GOAL OF THE EXERCISE
If a line of the records holds the word "with", copy it out.

Records contained in a dataset
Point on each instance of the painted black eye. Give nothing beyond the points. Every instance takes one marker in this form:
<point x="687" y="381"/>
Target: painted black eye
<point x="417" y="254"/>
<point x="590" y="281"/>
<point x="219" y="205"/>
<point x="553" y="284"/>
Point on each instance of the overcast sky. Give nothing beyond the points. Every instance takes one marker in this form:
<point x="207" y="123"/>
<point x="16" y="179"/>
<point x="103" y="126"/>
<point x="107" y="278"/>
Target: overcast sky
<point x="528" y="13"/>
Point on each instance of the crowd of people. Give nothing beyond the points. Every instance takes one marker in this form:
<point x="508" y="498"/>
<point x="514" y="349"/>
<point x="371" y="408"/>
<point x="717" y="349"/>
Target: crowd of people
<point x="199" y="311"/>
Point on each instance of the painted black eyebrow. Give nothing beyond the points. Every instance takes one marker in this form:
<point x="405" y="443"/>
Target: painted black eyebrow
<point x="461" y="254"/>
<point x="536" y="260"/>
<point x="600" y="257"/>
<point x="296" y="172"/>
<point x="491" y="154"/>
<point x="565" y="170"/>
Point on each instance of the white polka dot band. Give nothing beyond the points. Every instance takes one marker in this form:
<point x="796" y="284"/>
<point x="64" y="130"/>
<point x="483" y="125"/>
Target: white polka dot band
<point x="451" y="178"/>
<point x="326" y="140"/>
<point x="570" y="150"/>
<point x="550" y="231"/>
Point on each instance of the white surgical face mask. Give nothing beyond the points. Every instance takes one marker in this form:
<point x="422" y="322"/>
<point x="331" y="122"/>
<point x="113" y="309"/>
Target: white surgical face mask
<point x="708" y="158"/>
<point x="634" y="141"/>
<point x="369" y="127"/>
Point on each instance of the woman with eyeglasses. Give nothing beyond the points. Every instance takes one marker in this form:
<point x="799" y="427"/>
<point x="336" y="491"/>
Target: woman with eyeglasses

SOLUTION FOR THIS PROBLEM
Point on each instance of the woman with eyeglasses. Give nothing beyond the points. Every instance takes one marker in this form:
Target: woman with eyeglasses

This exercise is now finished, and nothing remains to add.